#### SUPPLIED PASSAGE:

Ω = {P = (w₁, … , w_K) | w_k = 0 or 1, k = 1, … , K.}. (1.1)

Let n be the number of total possible portfolios in set Ω under evaluation, n =||Ω|| = 2^K. It is assumed that the projects are neither synergistic nor interfering, and all portfolios are supportable since resource constraints are absent for a decision maker. If both projects were selected, the outputs produced would be the sum of their respective outputs, and so as the input resources used. The correspondence set of DMUs is:

Ω_D = {DMU_P = (y_1P, … , y_sP, x_1P, … , x_mP) | P∈Ω}, (1.2)

where y_rP = c_r1w₁ + … + c_rKw_K, r = 1, … , s, and x_iP = a_i1w₁ + … + a_iKw_K, i = 1, … , m. Then, the collective evaluation problem is modeled as following multiple objective binary integer linear programming (MOBILP):

Maximize y_rP = c_r1w₁ + … + c_rKw_K, r = 1, … , s. (M1)

Minimize x_iP = a_i1w₁ + … + a_iKw_K, i = 1, … , m.

Subject to P∈Ω.

#### WRITTEN REQUEST A:
Retype the stretch of the portfolio-selection passage from "Let n be the" through "r = 1, … , s. (M1)".
#### WRITTEN REQUEST B:
Answer these questions from the portfolio-selection passage:
(i) How many total possible portfolios does set Ω contain?
(ii) What values may each w_k take?
(iii) As what kind of programming is the collective evaluation problem modeled?

#### RECORDS PROVIDED:
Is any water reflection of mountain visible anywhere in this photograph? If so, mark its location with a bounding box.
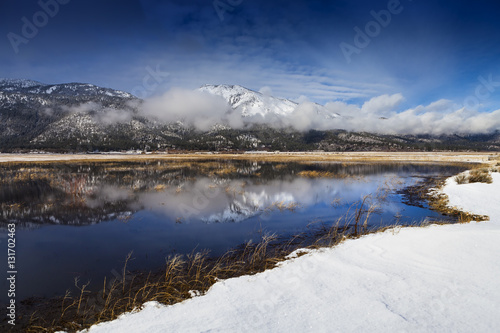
[0,161,462,228]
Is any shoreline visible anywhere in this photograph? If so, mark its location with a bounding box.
[76,169,500,333]
[0,152,500,165]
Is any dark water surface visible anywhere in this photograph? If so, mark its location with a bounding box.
[0,161,461,302]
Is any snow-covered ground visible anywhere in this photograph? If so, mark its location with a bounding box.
[81,173,500,333]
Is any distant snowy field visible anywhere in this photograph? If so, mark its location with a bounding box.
[79,173,500,333]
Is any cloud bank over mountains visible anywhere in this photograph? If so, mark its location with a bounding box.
[67,86,500,135]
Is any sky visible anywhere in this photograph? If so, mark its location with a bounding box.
[0,0,500,123]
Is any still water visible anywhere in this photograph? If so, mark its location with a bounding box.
[0,160,461,302]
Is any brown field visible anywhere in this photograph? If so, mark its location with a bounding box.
[0,152,500,165]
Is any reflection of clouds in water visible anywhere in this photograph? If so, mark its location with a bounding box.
[135,176,396,222]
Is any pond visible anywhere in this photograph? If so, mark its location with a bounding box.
[0,160,462,302]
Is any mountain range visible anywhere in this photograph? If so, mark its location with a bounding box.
[0,79,500,152]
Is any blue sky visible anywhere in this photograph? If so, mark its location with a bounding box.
[0,0,500,111]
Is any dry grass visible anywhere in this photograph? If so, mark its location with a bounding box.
[454,167,498,185]
[13,162,494,332]
[26,235,288,332]
[0,152,493,163]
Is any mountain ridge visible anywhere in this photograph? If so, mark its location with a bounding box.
[0,79,500,152]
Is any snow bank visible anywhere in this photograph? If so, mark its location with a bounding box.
[80,174,500,333]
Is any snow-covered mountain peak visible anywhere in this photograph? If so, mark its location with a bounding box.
[0,78,43,90]
[198,84,297,117]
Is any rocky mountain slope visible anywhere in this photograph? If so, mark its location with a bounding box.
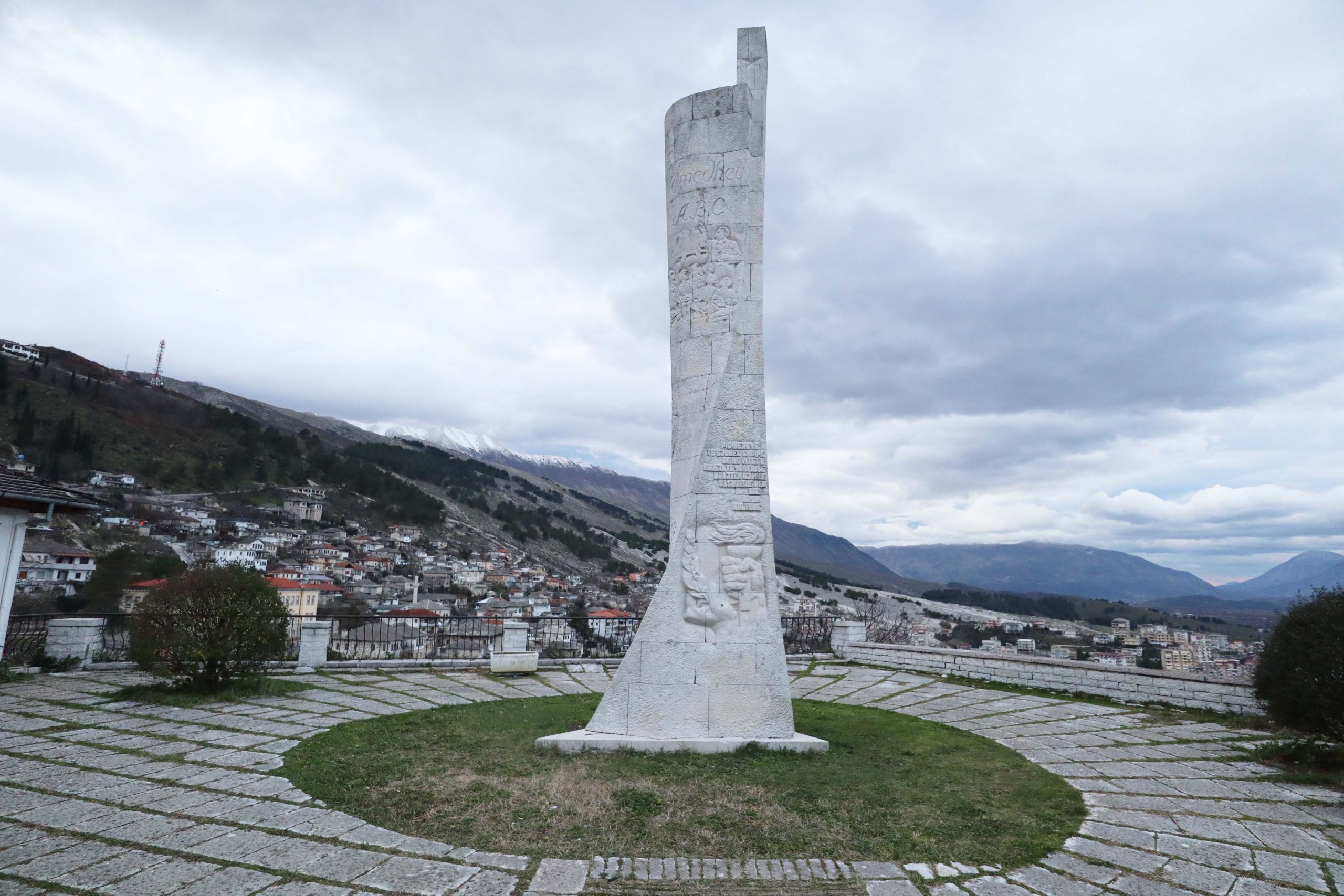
[863,541,1214,602]
[1215,551,1344,600]
[147,379,914,594]
[367,423,672,520]
[158,373,391,447]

#### TASK ANSWER A:
Let n be the number of total possible portfolios in set Ω under evaluation, n =||Ω|| = 2^K. It is assumed that the projects are neither synergistic nor interfering, and all portfolios are supportable since resource constraints are absent for a decision maker. If both projects were selected, the outputs produced would be the sum of their respective outputs, and so as the input resources used. The correspondence set of DMUs is:

Ω_D = {DMU_P = (y_1P, … , y_sP, x_1P, … , x_mP) | P∈Ω}, (1.2)

where y_rP = c_r1w₁ + … + c_rKw_K, r = 1, … , s, and x_iP = a_i1w₁ + … + a_iKw_K, i = 1, … , m. Then, the collective evaluation problem is modeled as following multiple objective binary integer linear programming (MOBILP):

Maximize y_rP = c_r1w₁ + … + c_rKw_K, r = 1, … , s. (M1)

#### TASK ANSWER B:
(i) n = ||Ω|| = 2^K.
(ii) 0 or 1.
(iii) Multiple objective binary integer linear programming (MOBILP).